Raw rows
= = = = = = =

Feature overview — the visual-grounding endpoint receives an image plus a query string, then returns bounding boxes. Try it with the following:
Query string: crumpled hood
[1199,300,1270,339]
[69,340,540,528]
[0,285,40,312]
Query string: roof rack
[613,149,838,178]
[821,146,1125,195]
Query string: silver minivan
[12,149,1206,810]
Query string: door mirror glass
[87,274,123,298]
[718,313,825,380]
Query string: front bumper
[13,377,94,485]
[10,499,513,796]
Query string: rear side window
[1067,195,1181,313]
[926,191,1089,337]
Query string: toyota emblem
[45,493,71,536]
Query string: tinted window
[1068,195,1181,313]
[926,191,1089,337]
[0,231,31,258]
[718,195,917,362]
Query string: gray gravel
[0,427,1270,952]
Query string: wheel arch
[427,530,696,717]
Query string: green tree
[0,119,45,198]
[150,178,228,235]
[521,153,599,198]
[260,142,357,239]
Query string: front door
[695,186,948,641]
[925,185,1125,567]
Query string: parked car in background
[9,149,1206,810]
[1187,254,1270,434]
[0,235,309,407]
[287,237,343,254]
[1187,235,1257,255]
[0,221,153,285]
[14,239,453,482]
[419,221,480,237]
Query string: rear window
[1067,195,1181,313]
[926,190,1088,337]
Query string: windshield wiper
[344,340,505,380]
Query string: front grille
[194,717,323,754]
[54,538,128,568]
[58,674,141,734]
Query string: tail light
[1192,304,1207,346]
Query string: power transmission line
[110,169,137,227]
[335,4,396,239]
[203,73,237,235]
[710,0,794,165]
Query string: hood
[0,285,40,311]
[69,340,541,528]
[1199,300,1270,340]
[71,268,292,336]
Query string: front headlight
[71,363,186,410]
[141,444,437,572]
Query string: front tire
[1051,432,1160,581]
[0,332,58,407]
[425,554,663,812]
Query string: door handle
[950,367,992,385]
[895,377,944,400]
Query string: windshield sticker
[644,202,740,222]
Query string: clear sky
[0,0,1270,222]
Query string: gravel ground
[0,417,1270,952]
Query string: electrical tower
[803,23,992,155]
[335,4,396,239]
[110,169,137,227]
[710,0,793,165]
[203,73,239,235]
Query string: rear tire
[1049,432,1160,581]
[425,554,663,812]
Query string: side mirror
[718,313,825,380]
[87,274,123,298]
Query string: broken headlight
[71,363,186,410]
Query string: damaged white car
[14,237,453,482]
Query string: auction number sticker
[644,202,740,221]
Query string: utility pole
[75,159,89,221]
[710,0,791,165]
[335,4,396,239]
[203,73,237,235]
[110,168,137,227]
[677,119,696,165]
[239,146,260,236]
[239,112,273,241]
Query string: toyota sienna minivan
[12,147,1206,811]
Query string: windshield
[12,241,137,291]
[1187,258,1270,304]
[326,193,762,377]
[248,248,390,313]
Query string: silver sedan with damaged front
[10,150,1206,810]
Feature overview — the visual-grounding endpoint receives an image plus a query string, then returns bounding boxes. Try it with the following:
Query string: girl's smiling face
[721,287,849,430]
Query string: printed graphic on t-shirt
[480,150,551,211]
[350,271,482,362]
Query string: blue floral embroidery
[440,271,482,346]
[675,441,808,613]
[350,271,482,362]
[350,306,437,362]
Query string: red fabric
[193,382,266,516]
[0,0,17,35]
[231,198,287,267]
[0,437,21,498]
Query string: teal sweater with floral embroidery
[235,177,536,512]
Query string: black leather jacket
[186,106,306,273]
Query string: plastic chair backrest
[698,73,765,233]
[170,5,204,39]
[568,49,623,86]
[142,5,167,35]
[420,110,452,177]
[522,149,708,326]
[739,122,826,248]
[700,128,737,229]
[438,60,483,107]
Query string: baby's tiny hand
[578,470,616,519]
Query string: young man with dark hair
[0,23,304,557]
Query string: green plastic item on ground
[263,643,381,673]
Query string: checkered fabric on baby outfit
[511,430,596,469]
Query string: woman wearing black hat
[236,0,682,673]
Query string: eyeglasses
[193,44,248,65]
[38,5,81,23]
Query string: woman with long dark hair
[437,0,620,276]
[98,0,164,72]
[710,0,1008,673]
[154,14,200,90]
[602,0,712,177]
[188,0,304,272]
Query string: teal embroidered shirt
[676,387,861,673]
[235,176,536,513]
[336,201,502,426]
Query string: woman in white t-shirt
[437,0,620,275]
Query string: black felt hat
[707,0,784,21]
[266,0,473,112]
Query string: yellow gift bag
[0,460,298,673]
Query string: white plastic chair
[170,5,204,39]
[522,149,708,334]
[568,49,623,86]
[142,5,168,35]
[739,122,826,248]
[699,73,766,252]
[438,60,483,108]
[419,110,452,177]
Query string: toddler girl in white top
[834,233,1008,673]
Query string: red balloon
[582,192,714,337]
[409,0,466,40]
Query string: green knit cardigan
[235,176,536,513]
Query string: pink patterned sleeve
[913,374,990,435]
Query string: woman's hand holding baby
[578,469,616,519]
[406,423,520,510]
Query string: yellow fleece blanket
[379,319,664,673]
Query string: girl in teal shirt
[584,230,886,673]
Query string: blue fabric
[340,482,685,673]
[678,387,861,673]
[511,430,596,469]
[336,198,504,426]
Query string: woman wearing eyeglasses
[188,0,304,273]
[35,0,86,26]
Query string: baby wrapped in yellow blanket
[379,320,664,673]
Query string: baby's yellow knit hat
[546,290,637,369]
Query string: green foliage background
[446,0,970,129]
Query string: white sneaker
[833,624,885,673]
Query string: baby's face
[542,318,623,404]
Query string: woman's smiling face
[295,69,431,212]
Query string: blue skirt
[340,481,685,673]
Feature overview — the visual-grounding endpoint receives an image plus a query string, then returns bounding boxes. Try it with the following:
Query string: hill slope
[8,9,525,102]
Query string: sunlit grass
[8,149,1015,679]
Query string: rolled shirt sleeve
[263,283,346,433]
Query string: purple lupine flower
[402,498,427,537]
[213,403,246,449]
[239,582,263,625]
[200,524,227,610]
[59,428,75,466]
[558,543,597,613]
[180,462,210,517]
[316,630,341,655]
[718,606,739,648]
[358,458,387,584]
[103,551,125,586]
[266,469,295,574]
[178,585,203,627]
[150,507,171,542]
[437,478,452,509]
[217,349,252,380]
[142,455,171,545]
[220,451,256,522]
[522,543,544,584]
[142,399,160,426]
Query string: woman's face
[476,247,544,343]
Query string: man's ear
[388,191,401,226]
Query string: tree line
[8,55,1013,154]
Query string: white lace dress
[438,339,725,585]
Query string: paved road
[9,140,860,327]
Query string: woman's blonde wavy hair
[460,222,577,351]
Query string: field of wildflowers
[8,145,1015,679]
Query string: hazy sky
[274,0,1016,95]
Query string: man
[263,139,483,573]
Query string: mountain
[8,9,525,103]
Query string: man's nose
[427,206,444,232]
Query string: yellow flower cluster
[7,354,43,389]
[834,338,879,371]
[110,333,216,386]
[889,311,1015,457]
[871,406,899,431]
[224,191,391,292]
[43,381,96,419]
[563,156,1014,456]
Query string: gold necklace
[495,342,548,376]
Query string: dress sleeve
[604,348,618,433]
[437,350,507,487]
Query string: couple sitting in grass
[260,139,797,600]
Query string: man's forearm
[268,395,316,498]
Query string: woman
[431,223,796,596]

= = = = = = =

TASK PROMPT.
Convert all the rows above into a JSON list of strings, with one string for each line and no entries for blank lines.

TASK RESPONSE.
[
  "Feature overview — the visual-grounding endpoint receives an image plus a query string, then returns bounding boxes. Try it with the following:",
  "Query string: crumpled hood",
  "[1199,300,1270,339]",
  "[69,340,540,528]",
  "[0,285,40,312]",
  "Query string: roof rack",
  "[613,149,838,178]",
  "[821,146,1125,195]",
  "Query string: silver minivan",
  "[12,149,1206,810]",
  "Query string: door mirror glass",
  "[87,274,123,298]",
  "[718,313,825,380]",
  "Query string: front bumper",
  "[13,377,94,485]",
  "[10,499,513,796]",
  "Query string: rear side window",
  "[1067,195,1181,313]",
  "[926,191,1089,337]",
  "Query string: toyota emblem",
  "[45,493,71,536]",
  "Query string: tinted window",
  "[1068,195,1181,313]",
  "[926,191,1089,337]",
  "[0,231,31,258]",
  "[718,195,917,362]",
  "Query string: gray gravel",
  "[0,427,1270,952]",
  "Query string: wheel arch",
  "[427,530,696,717]",
  "Query string: green tree",
  "[0,119,45,198]",
  "[150,178,228,235]",
  "[521,153,599,198]",
  "[260,142,357,239]",
  "Query string: front door",
  "[695,186,948,641]",
  "[925,185,1125,567]",
  "Query string: parked car in background",
  "[9,149,1206,810]",
  "[1187,254,1270,434]",
  "[0,235,309,407]",
  "[287,237,343,254]",
  "[1187,235,1257,255]",
  "[0,221,153,285]",
  "[14,239,453,482]",
  "[419,221,480,237]",
  "Query string: rear window",
  "[1067,195,1181,313]",
  "[926,190,1088,337]",
  "Query string: windshield wiper",
  "[344,340,505,380]",
  "Query string: front grille",
  "[194,717,323,754]",
  "[54,538,128,568]",
  "[58,674,141,734]",
  "Query string: tail light",
  "[1192,304,1207,346]",
  "Query string: power transmission line",
  "[110,169,137,227]",
  "[335,4,396,239]",
  "[203,73,237,235]",
  "[710,0,794,165]",
  "Query string: hood",
  "[0,285,40,311]",
  "[69,340,541,528]",
  "[1199,300,1270,340]",
  "[71,268,292,336]",
  "Query string: front headlight",
  "[71,363,186,410]",
  "[141,444,437,572]",
  "Query string: front tire",
  "[1051,432,1160,581]",
  "[0,332,58,407]",
  "[425,554,663,812]",
  "Query string: door handle",
  "[950,367,992,385]",
  "[895,377,944,400]",
  "Query string: windshield sticker",
  "[644,202,740,222]",
  "Query string: clear sky",
  "[0,0,1270,222]",
  "Query string: gravel ground",
  "[0,417,1270,952]",
  "Query string: electrical tower",
  "[803,23,992,155]",
  "[335,4,396,239]",
  "[110,169,137,227]",
  "[710,0,793,165]",
  "[203,73,239,235]",
  "Query string: rear tire",
  "[1049,432,1160,581]",
  "[425,554,663,812]",
  "Query string: side mirror",
  "[718,313,825,380]",
  "[87,274,123,298]",
  "Query string: broken headlight",
  "[71,363,186,410]",
  "Query string: damaged white car",
  "[14,237,453,482]",
  "Query string: auction number sticker",
  "[644,202,740,221]",
  "Query string: utility pole",
  "[75,159,89,221]",
  "[710,0,791,165]",
  "[335,4,396,239]",
  "[203,73,237,235]",
  "[110,168,137,227]",
  "[677,119,696,165]",
  "[239,146,260,236]",
  "[239,112,273,241]",
  "Query string: toyota sienna minivan",
  "[12,147,1206,811]",
  "Query string: windshield",
  "[12,241,137,291]",
  "[1187,258,1270,304]",
  "[326,193,762,377]",
  "[248,248,390,313]",
  "Query string: silver sedan with damaged front",
  "[10,150,1206,810]",
  "Feature overview — the visual-grounding endpoint receives an image plus a query string, then returns bounding boxes. Try it with the following:",
  "Query string: girl's smiling face",
  "[721,287,849,430]",
  "Query string: printed graphic on t-shirt",
  "[480,150,551,211]",
  "[350,271,482,362]",
  "Query string: blue floral embroidery",
  "[440,271,482,346]",
  "[675,441,808,613]",
  "[350,271,482,362]",
  "[350,306,437,362]",
  "Query string: red fabric",
  "[193,382,266,516]",
  "[0,0,17,35]",
  "[231,198,287,267]",
  "[0,437,21,498]",
  "Query string: teal sweater with floral embroidery",
  "[235,177,536,512]",
  "Query string: black leather jacket",
  "[186,106,306,273]",
  "Query string: plastic chair backrest",
  "[698,73,765,233]",
  "[170,5,204,39]",
  "[568,49,623,86]",
  "[142,5,167,35]",
  "[420,110,452,177]",
  "[522,149,708,326]",
  "[739,122,826,248]",
  "[700,128,737,229]",
  "[438,60,483,107]",
  "Query string: baby's tiny hand",
  "[578,470,616,519]",
  "Query string: young man with dark hair",
  "[0,23,304,557]",
  "Query string: green plastic item on ground",
  "[263,643,381,673]",
  "Query string: checkered fabric on baby outfit",
  "[511,430,596,469]",
  "Query string: woman wearing black hat",
  "[236,0,682,673]",
  "Query string: eyeglasses",
  "[193,44,248,65]",
  "[38,5,81,23]",
  "Query string: woman with long dark hair",
  "[437,0,620,276]",
  "[98,0,164,72]",
  "[710,0,1008,673]",
  "[154,14,200,90]",
  "[602,0,712,177]",
  "[188,0,304,272]",
  "Query string: teal embroidered shirt",
  "[676,387,861,673]",
  "[235,176,536,513]",
  "[336,201,502,426]",
  "Query string: woman in white t-shirt",
  "[437,0,620,275]",
  "Query string: black felt hat",
  "[707,0,784,21]",
  "[266,0,473,112]",
  "Query string: yellow gift bag",
  "[0,460,298,673]",
  "Query string: white plastic chair",
  "[170,5,204,39]",
  "[522,149,708,334]",
  "[568,49,623,86]",
  "[142,5,168,35]",
  "[739,122,826,248]",
  "[699,73,766,252]",
  "[438,60,483,108]",
  "[419,110,452,177]",
  "Query string: toddler girl in white top",
  "[834,233,1008,673]",
  "Query string: red balloon",
  "[582,192,714,337]",
  "[409,0,466,40]",
  "Query string: green knit cardigan",
  "[235,176,536,513]",
  "Query string: pink patterned sleeve",
  "[913,374,990,435]",
  "Query string: woman's hand holding baby",
  "[578,469,616,519]",
  "[406,423,520,510]",
  "Query string: yellow fleece blanket",
  "[379,319,664,673]",
  "Query string: girl in teal shirt",
  "[584,230,886,673]",
  "Query string: blue fabric",
  "[340,482,685,673]",
  "[678,387,861,673]",
  "[511,430,596,469]",
  "[336,198,504,426]",
  "Query string: woman wearing eyeglasses",
  "[188,0,304,273]",
  "[35,0,86,26]",
  "Query string: baby wrapped in yellow blanket",
  "[379,320,664,673]",
  "Query string: baby's yellow knit hat",
  "[546,290,637,369]",
  "Query string: green foliage background",
  "[446,0,970,129]",
  "Query string: white sneaker",
  "[833,624,885,673]",
  "Query string: baby's face",
  "[542,318,623,404]",
  "Query string: woman's smiling face",
  "[295,69,431,212]",
  "Query string: blue skirt",
  "[340,481,685,673]",
  "Feature overview — the visual-grounding endpoint receives an image plus a query string, then returns bounding boxes. Try it with the following:",
  "Query string: hill slope",
  "[8,9,525,102]",
  "Query string: sunlit grass",
  "[8,149,1015,679]",
  "Query string: rolled shirt sleeve",
  "[263,283,346,433]",
  "Query string: purple lupine flower",
  "[402,498,427,537]",
  "[213,403,246,449]",
  "[239,582,263,625]",
  "[200,524,227,610]",
  "[59,428,75,466]",
  "[558,543,597,613]",
  "[180,462,210,517]",
  "[316,630,341,655]",
  "[718,606,739,648]",
  "[358,458,387,584]",
  "[103,551,125,586]",
  "[266,469,295,574]",
  "[178,585,203,627]",
  "[150,507,171,542]",
  "[437,478,452,509]",
  "[217,349,252,380]",
  "[142,455,171,545]",
  "[220,451,256,522]",
  "[522,543,544,584]",
  "[142,399,160,426]",
  "Query string: woman's face",
  "[476,247,544,343]",
  "Query string: man's ear",
  "[388,191,401,226]",
  "Query string: tree line",
  "[8,55,1013,154]",
  "Query string: white lace dress",
  "[438,339,725,585]",
  "Query string: paved road",
  "[9,140,860,327]",
  "Query string: woman's blonde wavy hair",
  "[460,222,577,351]",
  "Query string: field of wildflowers",
  "[8,145,1015,679]",
  "Query string: hazy sky",
  "[274,0,1016,95]",
  "Query string: man",
  "[263,139,483,573]",
  "Query string: mountain",
  "[8,9,525,103]",
  "Query string: man's nose",
  "[427,206,444,232]",
  "Query string: yellow flower cluster",
  "[7,354,43,389]",
  "[834,338,879,371]",
  "[110,333,216,386]",
  "[889,311,1015,457]",
  "[871,406,899,431]",
  "[224,191,391,292]",
  "[43,381,96,419]",
  "[563,156,1014,456]",
  "Query string: gold necklace",
  "[495,342,548,376]",
  "Query string: dress sleeve",
  "[604,348,618,433]",
  "[437,350,507,487]",
  "Query string: couple sitting in grass",
  "[260,139,797,600]",
  "Query string: man's forearm",
  "[268,395,316,498]",
  "Query string: woman",
  "[431,223,796,596]"
]